* Set exercise *
Copy the material from its first line through the line containing "xmin=891 ymin=490 xmax=948 ymax=533", requests included, and rescale each box coordinate in the answers by multiplying it by 1.85 and rounding to a whole number, with halves rounded up. Give only those lines.

** start of Input records **

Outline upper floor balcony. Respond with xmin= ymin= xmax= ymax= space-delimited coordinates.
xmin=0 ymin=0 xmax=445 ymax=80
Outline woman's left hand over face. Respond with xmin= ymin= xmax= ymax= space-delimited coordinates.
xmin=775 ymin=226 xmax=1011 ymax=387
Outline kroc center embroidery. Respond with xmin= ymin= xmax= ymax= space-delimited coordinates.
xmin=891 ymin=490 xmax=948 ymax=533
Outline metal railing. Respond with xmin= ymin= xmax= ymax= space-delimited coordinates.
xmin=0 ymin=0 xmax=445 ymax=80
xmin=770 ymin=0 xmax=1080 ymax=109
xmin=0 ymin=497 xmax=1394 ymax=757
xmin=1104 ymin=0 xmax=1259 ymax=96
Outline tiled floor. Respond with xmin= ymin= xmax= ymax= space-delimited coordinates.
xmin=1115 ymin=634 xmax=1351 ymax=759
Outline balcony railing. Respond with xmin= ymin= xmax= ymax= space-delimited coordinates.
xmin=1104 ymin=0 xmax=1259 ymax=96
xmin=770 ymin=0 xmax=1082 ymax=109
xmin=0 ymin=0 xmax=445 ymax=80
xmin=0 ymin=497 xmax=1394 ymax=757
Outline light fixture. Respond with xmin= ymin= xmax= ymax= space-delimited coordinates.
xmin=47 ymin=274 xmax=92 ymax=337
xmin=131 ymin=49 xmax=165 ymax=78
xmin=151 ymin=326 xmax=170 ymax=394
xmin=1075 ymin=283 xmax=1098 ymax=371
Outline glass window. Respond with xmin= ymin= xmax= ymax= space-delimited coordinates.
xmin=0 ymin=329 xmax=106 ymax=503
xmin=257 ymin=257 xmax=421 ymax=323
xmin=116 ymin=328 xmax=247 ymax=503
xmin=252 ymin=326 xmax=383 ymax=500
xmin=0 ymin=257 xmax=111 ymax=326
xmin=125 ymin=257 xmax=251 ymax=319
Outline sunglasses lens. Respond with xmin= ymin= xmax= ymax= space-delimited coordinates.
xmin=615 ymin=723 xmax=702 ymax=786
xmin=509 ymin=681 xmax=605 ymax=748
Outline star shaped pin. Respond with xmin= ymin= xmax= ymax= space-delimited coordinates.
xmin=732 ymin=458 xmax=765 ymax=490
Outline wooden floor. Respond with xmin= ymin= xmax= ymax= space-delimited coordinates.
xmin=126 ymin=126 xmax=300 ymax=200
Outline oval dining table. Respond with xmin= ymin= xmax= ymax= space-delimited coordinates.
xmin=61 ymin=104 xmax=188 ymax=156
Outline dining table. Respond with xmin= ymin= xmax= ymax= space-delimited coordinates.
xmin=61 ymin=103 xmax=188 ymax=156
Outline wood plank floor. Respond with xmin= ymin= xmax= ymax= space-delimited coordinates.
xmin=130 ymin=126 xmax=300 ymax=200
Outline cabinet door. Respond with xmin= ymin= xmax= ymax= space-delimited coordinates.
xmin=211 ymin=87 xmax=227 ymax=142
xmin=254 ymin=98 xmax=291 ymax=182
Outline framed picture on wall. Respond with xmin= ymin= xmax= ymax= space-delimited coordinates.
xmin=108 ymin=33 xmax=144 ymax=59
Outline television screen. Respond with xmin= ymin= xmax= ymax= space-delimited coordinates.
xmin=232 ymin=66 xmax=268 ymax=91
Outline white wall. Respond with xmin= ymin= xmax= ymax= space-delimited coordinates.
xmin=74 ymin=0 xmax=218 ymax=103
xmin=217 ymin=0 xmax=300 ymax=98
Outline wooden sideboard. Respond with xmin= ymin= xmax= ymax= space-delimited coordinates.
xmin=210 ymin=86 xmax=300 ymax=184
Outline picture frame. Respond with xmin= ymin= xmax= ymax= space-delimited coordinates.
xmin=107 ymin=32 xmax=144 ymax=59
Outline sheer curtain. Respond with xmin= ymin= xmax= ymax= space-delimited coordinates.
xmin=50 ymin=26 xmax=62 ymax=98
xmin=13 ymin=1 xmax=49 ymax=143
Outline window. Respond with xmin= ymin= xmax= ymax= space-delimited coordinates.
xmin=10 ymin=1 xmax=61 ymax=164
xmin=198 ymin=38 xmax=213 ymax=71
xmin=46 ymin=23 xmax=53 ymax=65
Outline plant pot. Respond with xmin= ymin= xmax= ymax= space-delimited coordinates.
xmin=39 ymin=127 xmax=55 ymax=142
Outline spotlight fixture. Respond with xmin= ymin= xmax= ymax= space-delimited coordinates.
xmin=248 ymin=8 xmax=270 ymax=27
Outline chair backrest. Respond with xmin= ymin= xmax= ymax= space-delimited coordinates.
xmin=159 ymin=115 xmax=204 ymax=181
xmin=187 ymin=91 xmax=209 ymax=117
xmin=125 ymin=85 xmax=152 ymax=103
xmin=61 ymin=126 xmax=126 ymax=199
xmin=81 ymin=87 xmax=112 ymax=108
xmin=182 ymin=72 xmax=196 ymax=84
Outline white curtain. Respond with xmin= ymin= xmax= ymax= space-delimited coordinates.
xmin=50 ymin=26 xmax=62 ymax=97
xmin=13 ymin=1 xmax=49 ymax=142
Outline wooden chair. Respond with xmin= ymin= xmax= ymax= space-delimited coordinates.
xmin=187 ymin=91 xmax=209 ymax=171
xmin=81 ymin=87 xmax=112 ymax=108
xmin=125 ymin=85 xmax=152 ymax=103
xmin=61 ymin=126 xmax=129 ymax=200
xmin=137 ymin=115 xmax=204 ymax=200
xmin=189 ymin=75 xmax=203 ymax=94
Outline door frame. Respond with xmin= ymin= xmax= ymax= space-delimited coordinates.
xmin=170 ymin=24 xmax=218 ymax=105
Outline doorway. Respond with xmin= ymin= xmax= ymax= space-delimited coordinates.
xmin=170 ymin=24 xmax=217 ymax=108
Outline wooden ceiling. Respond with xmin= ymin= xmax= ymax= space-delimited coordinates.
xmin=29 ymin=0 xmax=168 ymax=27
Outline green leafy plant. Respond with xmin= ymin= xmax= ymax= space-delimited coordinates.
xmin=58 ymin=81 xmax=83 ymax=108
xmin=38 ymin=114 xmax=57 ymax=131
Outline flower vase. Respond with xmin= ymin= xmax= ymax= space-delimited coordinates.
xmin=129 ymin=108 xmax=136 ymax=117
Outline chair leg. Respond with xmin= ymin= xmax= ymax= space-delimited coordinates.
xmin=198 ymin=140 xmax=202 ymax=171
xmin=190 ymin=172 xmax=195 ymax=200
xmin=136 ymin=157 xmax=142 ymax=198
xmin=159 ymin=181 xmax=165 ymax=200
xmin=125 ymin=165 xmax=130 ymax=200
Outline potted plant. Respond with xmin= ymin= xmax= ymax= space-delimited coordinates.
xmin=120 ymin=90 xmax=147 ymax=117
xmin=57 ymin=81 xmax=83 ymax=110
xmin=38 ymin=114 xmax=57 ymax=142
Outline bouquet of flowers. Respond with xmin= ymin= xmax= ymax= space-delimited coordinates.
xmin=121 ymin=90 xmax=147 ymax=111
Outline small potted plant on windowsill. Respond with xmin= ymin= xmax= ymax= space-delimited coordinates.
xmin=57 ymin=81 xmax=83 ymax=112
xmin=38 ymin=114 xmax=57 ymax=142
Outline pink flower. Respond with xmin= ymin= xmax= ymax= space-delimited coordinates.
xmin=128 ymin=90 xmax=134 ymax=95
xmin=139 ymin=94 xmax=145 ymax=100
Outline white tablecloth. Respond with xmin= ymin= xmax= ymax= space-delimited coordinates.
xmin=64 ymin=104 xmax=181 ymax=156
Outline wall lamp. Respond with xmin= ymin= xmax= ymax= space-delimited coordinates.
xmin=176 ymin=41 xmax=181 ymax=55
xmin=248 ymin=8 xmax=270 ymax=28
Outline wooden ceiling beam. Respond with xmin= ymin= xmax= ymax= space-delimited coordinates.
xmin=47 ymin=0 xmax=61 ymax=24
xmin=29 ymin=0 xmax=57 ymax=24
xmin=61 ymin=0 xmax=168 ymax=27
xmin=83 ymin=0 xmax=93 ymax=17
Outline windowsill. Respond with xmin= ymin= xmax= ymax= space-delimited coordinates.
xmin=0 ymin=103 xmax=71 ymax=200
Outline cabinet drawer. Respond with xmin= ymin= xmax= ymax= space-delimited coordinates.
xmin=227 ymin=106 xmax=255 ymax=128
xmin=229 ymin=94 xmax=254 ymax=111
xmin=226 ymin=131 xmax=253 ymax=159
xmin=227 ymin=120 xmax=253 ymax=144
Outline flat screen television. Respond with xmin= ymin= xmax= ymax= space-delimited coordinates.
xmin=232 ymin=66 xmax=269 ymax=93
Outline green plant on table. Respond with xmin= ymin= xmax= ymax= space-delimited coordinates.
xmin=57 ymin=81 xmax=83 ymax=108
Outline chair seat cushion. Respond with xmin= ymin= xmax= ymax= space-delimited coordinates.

** end of Input records **

* Answer in full *
Outline upper floor balcony. Respond with xmin= ymin= xmax= ymax= space-delimited coordinates.
xmin=0 ymin=0 xmax=823 ymax=148
Outline woman's left hand over face. Respond with xmin= ymin= xmax= ymax= space-delimited coordinates.
xmin=1434 ymin=418 xmax=1870 ymax=716
Outline kroc center embroidery. Respond with xmin= ymin= xmax= ymax= space-delimited coordinates.
xmin=1648 ymin=907 xmax=1754 ymax=986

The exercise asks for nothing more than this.